> **WORK TASK**
Retype the data below without altering anything.

(Records excerpted from a collection)
>>

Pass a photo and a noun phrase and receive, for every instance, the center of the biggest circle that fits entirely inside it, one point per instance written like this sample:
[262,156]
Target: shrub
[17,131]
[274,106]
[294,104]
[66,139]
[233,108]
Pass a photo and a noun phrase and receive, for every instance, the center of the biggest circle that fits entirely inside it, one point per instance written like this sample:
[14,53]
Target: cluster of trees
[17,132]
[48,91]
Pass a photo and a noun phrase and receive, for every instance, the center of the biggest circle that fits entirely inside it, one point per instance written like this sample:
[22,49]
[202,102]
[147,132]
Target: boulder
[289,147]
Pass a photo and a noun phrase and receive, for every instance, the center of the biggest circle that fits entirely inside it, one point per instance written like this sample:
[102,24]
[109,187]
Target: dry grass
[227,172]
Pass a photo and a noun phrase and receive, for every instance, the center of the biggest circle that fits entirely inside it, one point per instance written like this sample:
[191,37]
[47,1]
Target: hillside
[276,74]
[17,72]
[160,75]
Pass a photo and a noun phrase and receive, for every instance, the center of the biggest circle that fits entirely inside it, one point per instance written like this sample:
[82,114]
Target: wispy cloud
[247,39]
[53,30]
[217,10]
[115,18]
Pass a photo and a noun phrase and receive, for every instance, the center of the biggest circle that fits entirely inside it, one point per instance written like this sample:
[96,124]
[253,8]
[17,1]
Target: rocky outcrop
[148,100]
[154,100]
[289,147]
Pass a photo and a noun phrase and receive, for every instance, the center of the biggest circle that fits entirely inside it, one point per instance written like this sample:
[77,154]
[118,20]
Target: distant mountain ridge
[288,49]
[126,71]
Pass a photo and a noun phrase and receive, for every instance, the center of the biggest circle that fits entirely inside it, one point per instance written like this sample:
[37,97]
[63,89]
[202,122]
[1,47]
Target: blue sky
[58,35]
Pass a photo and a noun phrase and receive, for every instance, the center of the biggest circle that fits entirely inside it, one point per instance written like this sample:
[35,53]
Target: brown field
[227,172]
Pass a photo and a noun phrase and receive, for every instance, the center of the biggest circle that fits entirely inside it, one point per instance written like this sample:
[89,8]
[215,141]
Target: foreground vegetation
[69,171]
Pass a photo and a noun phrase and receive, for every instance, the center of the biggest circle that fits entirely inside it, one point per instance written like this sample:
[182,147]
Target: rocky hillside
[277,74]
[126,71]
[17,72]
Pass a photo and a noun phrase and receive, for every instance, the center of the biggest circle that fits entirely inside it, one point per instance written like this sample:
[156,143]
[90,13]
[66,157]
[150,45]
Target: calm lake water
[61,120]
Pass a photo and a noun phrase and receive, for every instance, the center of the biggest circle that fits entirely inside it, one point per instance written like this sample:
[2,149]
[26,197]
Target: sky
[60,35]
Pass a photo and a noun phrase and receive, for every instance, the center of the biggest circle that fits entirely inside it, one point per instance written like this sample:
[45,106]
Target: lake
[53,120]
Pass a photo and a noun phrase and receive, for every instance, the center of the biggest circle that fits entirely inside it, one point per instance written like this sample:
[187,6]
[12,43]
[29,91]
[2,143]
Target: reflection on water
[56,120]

<<

> **YOUR SOLUTION**
Pass a photo and a noun phrase and receive, for every instance, the center of the biggest circle that fits entirely inside it, one point per instance written like this sample:
[262,156]
Target: shrub
[17,131]
[274,106]
[294,104]
[66,139]
[233,108]
Pass a photo and a noun phrase and receive, for every instance, the center of the biggest circle that fits entirely inside it, one point per instance written like this sample:
[14,53]
Target: cluster of trees
[17,132]
[48,91]
Pass a photo and a noun phrase and receive, for every instance, the center of the biggest circle that fits entirely inside it, one point per instance written like this sample:
[22,49]
[202,102]
[147,132]
Target: boulder
[289,147]
Pass a photo and a noun phrase and receive, for every instance, the center of the biggest circle that fits entirely inside it, one point per instance written like this sample:
[102,24]
[109,187]
Target: dry grass
[227,172]
Pass a photo and a noun phrase and receive, for every instance, the center of the biggest circle that fits entirely inside it, one point per instance written like this sample:
[191,37]
[47,1]
Target: hillside
[276,74]
[17,72]
[160,75]
Pass a photo and a noun phrase and receive, for every instance, the center of the biggest circle that fits entirely inside it, one point per instance written like this sample:
[82,114]
Target: wispy cloud
[247,39]
[53,30]
[217,10]
[115,18]
Pass a photo and a noun phrase and receive, for every instance, the center of the biggest circle that fits entirely inside it, one point per instance written like this sample:
[96,124]
[253,8]
[17,1]
Target: rocky outcrop
[148,100]
[154,100]
[289,147]
Pass a photo and a noun phrase and receive, for every instance, the center of the biggest circle that fits entirely inside it, one point per instance written like this sample:
[77,154]
[118,20]
Target: distant mountain ridge
[288,49]
[126,71]
Pass a photo and a noun phrase and receive, for every instance, the center of the biggest circle that fits entirely inside it, one point per instance written like this sample:
[37,97]
[63,89]
[202,122]
[1,47]
Target: blue sky
[58,35]
Pass a photo and a noun phrase and receive, for every instance, the center of the biggest circle that fits entirely inside it, one point per instance written like this sample:
[35,53]
Target: brown field
[227,172]
Pass a photo and a noun phrase and receive, for every instance, the center of the biggest circle that fits entirely inside it, one point per instance written like this sample:
[89,8]
[215,141]
Target: foreground vegetation
[69,171]
Pass a photo and a noun phrase and receive, for every instance, the center of the biggest circle that fits entirely inside it, one point per instance written like this sample:
[182,147]
Target: rocky hillside
[277,74]
[126,71]
[17,72]
Pass a photo and a noun phrase and receive, for every instance, the center of the biggest circle that fits entirely inside it, one point per instance written like this sample:
[156,143]
[90,13]
[66,157]
[150,45]
Target: calm lake water
[61,120]
Pass a photo and a noun phrase and receive, for every instance, the center of the biggest circle that fits entirely inside it, one point per instance written like this sample:
[2,149]
[26,197]
Target: sky
[60,35]
Pass a photo and a noun phrase and receive, for every instance, the center of the biggest circle that fits entirely inside it, one point per instance written like this sample:
[45,106]
Target: lake
[53,120]
Pass a photo and a noun phrase and receive, for every instance, the center of the biggest circle that fits entirely inside it, one point per instance written like this sample:
[187,6]
[12,43]
[29,91]
[2,143]
Target: reflection on water
[56,120]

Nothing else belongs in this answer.